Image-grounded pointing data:
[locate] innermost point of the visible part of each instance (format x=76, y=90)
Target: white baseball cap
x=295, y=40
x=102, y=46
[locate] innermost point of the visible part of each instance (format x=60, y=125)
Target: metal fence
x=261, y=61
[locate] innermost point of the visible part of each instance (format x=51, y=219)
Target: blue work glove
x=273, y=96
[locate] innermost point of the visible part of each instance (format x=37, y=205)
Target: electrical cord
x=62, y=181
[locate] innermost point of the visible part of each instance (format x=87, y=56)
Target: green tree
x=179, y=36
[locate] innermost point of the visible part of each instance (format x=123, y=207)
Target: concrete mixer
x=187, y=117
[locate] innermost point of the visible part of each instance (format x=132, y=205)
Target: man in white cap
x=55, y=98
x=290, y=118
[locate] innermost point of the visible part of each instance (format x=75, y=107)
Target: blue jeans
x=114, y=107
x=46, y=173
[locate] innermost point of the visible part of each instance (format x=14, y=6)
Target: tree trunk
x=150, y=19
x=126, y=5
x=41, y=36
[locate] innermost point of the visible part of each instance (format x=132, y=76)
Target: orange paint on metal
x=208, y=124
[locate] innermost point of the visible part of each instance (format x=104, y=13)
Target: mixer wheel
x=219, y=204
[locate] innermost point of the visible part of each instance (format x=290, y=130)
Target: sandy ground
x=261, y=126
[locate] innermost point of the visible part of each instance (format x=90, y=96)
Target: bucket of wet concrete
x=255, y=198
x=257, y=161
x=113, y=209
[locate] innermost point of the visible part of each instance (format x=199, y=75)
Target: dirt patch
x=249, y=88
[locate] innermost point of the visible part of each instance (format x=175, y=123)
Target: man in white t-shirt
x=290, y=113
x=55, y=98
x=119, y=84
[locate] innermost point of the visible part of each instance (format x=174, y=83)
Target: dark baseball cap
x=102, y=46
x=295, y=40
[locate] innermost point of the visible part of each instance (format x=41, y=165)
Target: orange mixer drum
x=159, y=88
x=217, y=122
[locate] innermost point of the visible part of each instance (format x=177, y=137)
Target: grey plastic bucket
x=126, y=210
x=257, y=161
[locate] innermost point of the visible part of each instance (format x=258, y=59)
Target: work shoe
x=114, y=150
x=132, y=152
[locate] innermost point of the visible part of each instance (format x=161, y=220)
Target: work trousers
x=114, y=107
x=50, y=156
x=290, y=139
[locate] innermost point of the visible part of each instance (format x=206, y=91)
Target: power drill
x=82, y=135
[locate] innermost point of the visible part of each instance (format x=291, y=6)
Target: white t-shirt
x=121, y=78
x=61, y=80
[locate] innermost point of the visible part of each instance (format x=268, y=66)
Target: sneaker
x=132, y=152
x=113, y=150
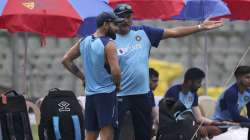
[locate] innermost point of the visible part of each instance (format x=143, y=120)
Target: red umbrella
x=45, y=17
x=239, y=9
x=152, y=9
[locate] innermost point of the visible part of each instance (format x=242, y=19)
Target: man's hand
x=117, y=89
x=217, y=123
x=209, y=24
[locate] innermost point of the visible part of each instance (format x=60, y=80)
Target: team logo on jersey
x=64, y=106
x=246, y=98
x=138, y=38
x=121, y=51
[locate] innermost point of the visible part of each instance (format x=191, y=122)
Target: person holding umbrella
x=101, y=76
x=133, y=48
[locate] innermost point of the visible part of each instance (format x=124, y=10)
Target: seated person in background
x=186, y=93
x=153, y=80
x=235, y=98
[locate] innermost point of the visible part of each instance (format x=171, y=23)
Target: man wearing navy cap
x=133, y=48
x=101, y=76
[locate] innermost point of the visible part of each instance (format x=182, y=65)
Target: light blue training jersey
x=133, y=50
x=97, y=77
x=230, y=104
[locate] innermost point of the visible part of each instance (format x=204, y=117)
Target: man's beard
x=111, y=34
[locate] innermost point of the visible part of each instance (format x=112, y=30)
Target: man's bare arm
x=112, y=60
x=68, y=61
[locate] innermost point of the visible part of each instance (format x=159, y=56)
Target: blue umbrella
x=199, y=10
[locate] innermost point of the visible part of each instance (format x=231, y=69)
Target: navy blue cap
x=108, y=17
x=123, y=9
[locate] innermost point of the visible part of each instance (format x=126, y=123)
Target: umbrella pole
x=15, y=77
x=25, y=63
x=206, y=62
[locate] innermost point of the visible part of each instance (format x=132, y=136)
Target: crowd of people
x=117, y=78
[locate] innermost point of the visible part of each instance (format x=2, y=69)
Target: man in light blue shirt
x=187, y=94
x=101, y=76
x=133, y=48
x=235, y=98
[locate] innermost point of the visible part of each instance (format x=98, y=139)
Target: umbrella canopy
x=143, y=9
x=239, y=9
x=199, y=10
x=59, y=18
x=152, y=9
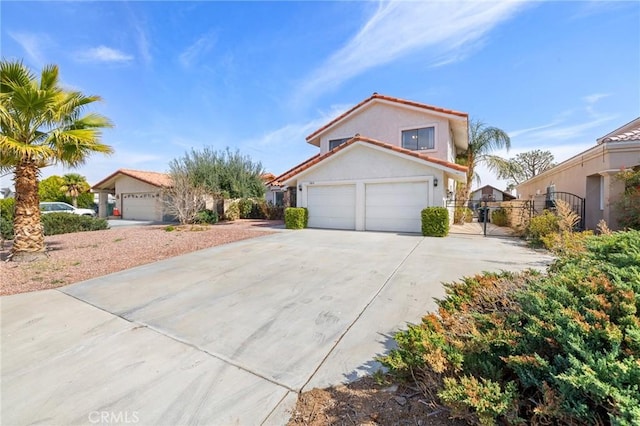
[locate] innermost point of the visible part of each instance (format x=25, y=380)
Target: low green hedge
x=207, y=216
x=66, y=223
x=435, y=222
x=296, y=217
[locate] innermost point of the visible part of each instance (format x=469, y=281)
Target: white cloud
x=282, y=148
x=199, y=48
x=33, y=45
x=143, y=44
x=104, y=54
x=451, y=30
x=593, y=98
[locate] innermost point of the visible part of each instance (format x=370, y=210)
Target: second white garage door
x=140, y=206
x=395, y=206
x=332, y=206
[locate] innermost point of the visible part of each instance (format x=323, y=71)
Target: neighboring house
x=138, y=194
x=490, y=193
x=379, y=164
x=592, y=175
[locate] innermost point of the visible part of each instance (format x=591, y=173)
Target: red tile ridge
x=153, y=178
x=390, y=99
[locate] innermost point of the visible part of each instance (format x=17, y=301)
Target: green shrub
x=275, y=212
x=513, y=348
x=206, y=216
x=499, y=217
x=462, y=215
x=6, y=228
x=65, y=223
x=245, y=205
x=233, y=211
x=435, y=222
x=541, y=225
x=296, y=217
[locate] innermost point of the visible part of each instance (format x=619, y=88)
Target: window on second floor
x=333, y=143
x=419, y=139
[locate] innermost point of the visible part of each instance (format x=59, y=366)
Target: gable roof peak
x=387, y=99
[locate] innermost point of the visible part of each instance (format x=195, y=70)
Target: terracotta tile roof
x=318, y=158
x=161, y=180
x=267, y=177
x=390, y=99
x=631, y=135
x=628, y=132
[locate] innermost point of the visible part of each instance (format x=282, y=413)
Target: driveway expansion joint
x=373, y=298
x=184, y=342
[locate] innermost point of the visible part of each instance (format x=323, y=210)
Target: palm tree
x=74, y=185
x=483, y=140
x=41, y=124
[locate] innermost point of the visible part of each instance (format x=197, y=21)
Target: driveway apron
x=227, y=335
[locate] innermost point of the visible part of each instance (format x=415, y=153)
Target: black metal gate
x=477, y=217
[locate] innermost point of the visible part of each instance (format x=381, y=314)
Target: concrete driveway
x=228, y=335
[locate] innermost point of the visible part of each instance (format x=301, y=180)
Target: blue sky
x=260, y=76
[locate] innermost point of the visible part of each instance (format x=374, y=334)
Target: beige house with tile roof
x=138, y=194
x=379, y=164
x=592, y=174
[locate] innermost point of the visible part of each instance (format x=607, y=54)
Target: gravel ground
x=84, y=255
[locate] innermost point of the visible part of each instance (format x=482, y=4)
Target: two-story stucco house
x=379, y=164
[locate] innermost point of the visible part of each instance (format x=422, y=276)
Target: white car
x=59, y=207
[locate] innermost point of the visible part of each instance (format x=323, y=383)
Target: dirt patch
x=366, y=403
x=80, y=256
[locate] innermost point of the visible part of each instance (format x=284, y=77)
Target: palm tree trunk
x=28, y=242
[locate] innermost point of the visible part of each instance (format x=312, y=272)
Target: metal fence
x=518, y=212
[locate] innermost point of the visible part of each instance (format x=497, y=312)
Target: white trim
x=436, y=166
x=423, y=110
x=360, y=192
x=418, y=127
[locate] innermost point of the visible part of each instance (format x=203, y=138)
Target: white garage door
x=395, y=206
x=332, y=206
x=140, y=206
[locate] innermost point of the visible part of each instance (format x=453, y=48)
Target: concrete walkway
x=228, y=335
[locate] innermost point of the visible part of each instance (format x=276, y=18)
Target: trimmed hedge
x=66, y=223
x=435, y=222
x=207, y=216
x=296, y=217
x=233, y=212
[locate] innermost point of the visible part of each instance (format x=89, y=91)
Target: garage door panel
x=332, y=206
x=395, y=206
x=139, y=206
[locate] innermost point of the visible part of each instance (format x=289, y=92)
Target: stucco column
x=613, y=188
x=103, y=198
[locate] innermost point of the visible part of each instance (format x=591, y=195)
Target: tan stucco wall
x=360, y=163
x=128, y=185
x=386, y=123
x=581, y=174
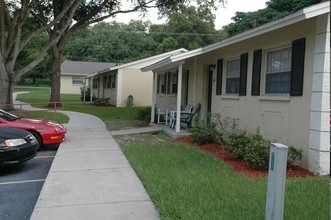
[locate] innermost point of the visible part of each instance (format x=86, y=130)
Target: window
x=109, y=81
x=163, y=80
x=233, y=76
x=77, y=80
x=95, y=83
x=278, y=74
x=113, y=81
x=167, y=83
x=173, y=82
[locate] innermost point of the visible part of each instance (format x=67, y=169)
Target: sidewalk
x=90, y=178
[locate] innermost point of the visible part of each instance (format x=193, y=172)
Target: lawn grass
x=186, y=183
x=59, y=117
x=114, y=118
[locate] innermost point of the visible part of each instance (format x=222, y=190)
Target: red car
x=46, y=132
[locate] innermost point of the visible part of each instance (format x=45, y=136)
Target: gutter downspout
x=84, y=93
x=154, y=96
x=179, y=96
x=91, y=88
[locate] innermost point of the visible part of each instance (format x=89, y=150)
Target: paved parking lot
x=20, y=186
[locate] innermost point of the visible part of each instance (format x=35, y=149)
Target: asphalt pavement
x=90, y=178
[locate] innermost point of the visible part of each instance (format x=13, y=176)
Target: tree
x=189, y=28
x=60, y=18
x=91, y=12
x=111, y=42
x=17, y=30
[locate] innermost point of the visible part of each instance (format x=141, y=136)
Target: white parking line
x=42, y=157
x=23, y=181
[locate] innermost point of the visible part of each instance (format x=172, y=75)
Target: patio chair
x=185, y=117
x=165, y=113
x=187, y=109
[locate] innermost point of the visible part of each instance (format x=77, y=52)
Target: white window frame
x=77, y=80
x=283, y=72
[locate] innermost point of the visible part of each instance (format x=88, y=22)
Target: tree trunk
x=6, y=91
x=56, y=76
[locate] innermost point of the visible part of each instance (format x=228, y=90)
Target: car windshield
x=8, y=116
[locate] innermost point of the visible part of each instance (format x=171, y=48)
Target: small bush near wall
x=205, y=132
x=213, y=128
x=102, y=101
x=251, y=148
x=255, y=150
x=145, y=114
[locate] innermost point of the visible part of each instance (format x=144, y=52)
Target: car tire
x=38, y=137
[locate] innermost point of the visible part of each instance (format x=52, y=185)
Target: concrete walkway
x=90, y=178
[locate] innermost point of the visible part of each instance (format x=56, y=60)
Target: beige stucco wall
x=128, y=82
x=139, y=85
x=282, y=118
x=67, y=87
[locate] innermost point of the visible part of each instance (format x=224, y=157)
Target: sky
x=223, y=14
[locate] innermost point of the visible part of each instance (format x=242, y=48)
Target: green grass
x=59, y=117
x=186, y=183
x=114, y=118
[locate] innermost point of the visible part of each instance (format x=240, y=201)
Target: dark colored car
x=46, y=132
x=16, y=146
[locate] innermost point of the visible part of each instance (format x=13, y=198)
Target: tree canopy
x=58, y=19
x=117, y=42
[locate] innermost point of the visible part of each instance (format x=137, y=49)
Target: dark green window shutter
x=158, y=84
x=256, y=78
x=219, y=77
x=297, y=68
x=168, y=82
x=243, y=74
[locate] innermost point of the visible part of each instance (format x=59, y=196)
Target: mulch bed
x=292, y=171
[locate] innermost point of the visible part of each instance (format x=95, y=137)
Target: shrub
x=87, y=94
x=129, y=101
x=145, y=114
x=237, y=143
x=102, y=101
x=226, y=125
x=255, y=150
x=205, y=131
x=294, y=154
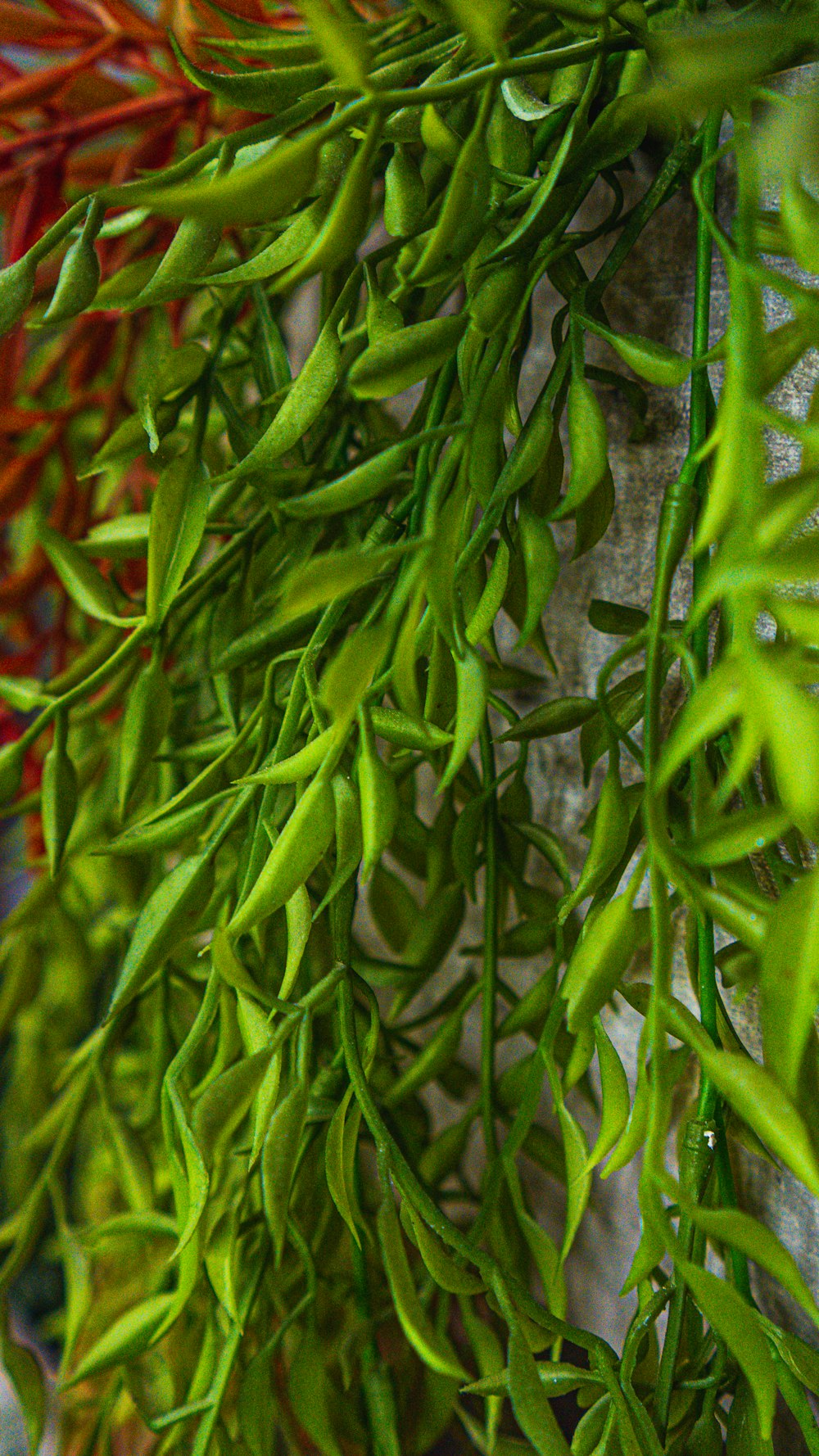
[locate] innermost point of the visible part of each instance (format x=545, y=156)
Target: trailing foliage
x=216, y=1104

Task requirements:
Final stretch of the data: repeat exactly each line from the one containing "(format x=95, y=137)" through the last, and omit all pictures.

Response to this task:
[locate] innermost point of the visible part of each instance (format x=95, y=137)
Target: shrub
x=87, y=94
x=129, y=101
x=145, y=114
x=237, y=143
x=102, y=101
x=226, y=125
x=255, y=150
x=205, y=131
x=294, y=154
[locate] innermost point of the visible part of each instance (format x=545, y=156)
Target: trailing foliage
x=216, y=1104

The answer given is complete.